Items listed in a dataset
⟨
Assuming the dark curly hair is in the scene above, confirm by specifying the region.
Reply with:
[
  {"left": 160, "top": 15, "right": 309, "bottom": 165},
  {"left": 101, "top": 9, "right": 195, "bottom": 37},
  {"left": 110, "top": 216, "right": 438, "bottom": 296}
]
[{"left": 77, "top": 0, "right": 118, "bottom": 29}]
⟩
WORK TO COMPLETE
Write out these lines again, swapping "region" for "area" and leaving everything else as it is.

FINISHED ANSWER
Assuming the dark curly hair is in the scene above, confirm by specifying the area.
Reply with:
[
  {"left": 160, "top": 15, "right": 309, "bottom": 165},
  {"left": 101, "top": 9, "right": 195, "bottom": 37},
  {"left": 110, "top": 216, "right": 438, "bottom": 296}
]
[{"left": 77, "top": 0, "right": 118, "bottom": 29}]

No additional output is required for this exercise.